- _Excerpt_:
####################

The writer in me gratefully welcomes October. During the primary food growing season, my time is so full that I can hardly find any energy to spare. In my head I’m exploring themes and composing paragraphs, but getting any of it down on paper seems just too exhausting. So after the Thanksgiving Day Family Feast, which truly celebrates our abundant harvest, I am once more ready to record some of my experiences.

A Life Rhythm Dictated by the Seasons

Ironically I am a back-to-the-lander who doesn’t own any land. We live in a strata complex of townhouses, so my husband and I rent community garden space. We currently tend 1280 square feet, some public and some on private farmland. Add to that the rich proliferation of wild edibles we find in nature’s garden and we have plenty of fresh organic food to last us year round.

Many people have come to realize that eating local food is important. There are so many reasons. I also believe that eating with the seasons is the natural and logical thing to do. By eating seasonally we enjoy a wide variety of produce that changes as the months pass. Experts suggest this will provide maximum health benefits and help stave off food allergies and sensitivities. It certainly ensures a level of freshness and nutrition that can’t be found in chain store produce aisles.

From spring through November, our meals are based almost entirely on what the gardens are producing. We eat fresh food, never more than a day or two old. Springtime gives us rhubarb, greens, radishes, cabbage family crops, and abundant salads as well as our much loved sugar snap peas. Summer is a never ending cycle of planting, picking and processing. The starring role in daily meals is taken over by main season vegetables such as beans, summer squash, beets, onions, New Zealand spinach and cucumbers. Early autumn brings peppers, tomatoes, basil, parsnips and other roots, more cabbage, and the first of the winter squash. Finally around mid-October, we “raise the song of harvest home. All is safely gathered in.”

####################

- _Data excerpts_:
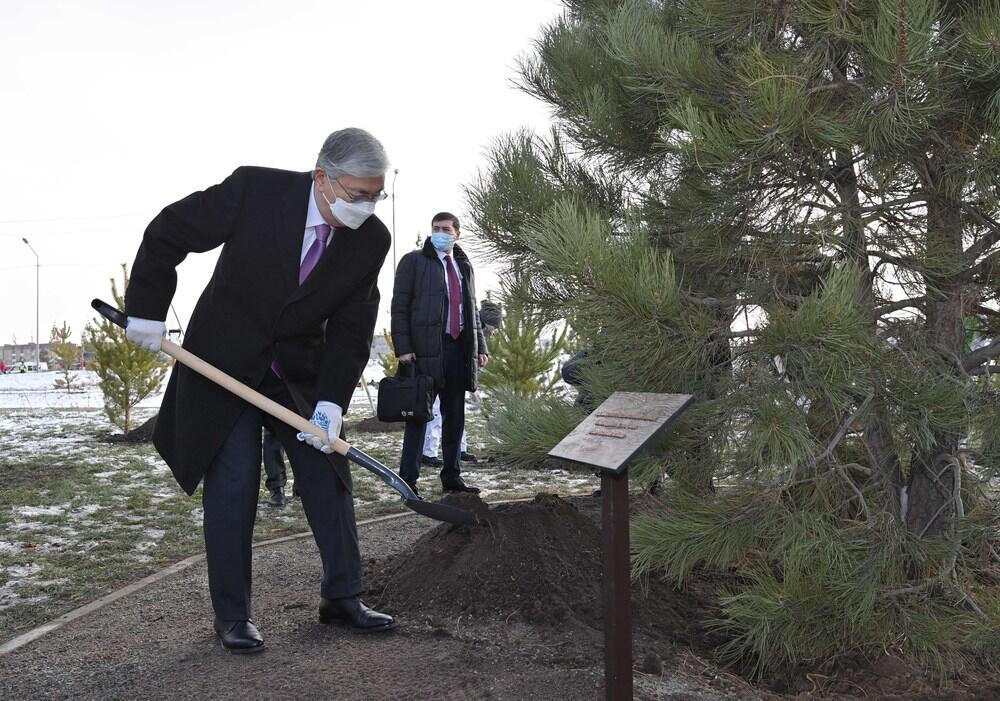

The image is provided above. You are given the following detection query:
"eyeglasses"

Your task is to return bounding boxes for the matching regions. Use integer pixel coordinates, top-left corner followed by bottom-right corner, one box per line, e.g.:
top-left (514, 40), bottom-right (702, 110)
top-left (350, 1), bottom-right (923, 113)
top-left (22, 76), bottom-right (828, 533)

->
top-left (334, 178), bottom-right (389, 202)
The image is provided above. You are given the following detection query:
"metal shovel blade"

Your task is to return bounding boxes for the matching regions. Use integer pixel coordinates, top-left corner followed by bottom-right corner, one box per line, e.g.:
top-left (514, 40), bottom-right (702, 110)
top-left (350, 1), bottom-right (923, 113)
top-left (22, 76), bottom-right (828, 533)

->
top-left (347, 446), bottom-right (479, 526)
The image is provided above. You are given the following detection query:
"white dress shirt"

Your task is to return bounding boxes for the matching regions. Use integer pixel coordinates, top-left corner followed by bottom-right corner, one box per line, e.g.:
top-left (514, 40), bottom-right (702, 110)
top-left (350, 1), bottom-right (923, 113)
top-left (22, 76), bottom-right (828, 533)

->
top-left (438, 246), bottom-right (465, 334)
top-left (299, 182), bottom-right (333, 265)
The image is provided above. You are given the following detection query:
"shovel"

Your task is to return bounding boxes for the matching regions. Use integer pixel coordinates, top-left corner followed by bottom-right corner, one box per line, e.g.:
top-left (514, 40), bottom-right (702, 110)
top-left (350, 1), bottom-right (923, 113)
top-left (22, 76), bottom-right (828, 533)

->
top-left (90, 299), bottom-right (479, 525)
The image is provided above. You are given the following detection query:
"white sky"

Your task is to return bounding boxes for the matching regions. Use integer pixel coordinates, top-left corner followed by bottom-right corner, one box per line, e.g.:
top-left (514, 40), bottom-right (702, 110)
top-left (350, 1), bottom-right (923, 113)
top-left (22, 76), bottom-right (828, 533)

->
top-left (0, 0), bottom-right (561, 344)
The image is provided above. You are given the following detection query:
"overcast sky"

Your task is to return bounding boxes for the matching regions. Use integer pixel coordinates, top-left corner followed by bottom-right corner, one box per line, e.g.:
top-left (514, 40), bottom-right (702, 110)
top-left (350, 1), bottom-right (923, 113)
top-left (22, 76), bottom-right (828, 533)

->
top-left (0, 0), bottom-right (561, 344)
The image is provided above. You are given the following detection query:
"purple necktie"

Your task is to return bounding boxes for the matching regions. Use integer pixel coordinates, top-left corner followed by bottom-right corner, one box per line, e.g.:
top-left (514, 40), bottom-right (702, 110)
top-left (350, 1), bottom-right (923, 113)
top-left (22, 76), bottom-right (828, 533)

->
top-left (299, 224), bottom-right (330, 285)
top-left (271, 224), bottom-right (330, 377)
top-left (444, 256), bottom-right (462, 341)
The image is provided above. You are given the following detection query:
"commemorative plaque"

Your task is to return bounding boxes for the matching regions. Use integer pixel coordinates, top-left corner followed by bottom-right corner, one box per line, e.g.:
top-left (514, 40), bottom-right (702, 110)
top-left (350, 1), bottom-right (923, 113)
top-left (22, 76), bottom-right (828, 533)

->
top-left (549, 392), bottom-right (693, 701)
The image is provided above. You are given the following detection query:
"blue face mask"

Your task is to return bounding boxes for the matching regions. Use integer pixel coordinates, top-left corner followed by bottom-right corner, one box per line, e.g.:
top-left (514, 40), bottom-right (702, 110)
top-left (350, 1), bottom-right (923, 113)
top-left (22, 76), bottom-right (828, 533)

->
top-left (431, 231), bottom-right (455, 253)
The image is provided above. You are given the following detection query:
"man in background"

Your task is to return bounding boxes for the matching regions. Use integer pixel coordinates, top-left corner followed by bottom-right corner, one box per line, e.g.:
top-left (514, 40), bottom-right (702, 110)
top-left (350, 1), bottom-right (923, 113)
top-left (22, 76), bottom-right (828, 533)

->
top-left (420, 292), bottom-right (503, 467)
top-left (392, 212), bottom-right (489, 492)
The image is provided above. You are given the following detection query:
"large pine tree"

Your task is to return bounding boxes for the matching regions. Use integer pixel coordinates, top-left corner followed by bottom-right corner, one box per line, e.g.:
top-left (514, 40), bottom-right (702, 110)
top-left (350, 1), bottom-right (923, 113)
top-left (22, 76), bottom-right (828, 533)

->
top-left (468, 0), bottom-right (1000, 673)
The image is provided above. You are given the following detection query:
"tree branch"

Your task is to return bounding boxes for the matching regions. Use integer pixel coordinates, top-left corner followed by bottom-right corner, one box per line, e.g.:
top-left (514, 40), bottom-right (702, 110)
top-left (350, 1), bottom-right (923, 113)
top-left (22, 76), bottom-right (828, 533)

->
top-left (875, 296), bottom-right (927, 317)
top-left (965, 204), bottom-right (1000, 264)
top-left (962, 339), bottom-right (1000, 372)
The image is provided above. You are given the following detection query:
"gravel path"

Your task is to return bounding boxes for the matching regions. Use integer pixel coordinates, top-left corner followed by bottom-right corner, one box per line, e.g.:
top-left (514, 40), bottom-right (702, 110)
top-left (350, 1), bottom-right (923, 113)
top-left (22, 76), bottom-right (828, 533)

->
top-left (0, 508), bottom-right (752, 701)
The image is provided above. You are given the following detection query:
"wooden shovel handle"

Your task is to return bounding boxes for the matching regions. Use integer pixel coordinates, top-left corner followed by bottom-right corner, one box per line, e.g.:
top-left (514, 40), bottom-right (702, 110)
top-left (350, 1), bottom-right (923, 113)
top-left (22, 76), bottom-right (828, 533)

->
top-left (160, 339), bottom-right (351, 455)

####################

- _Prompt 1_: Summarize the piece on eating with the seasons in two sentences.
- _Prompt 2_: Please carry the piece on eating with the seasons forward from the point where it stops.

- _Exercise answer 1_: The writer owns no land but rents 1280 square feet of community garden space and, together with wild edibles, has plenty of fresh organic food year round. Believing that eating with the seasons is natural and healthful, the writer bases meals from spring through November almost entirely on the gardens, moving from spring greens and snap peas to summer beans and squash to autumn peppers, tomatoes and roots until the harvest is gathered in around mid-October.

- _Exercise answer 2_:
The pace slows. Trips to the community gardens become less frequent. Now, in the dark months of the year, only the winter vegetables need to be seen to. Instead we spend our food production time getting creative about preserving and using what we’ve grown. 

Keeping the Harvest

We are kept busy “putting by” our surplus garden production in a variety of ways for winter eating. We have two freezers. As of now, both of them are full. We have a five-tray Excalibur dehydrator that runs for many, many hours during weeks of heavy garden production. Dried culinary and medicinal herbs, zoodles, hot peppers, sliced apples and other goodies sit in glass jars on the pantry shelves. We don’t have a root cellar, but we have dedicated our single car garage to food storage (and woodworking). Our not-a-garage houses garlic, shallots, onions, potatoes and five varieties of squash.

This October, new projects happening at the moment are crab apple hot pepper jelly and lacto-fermented garlic. I’ll keep you posted!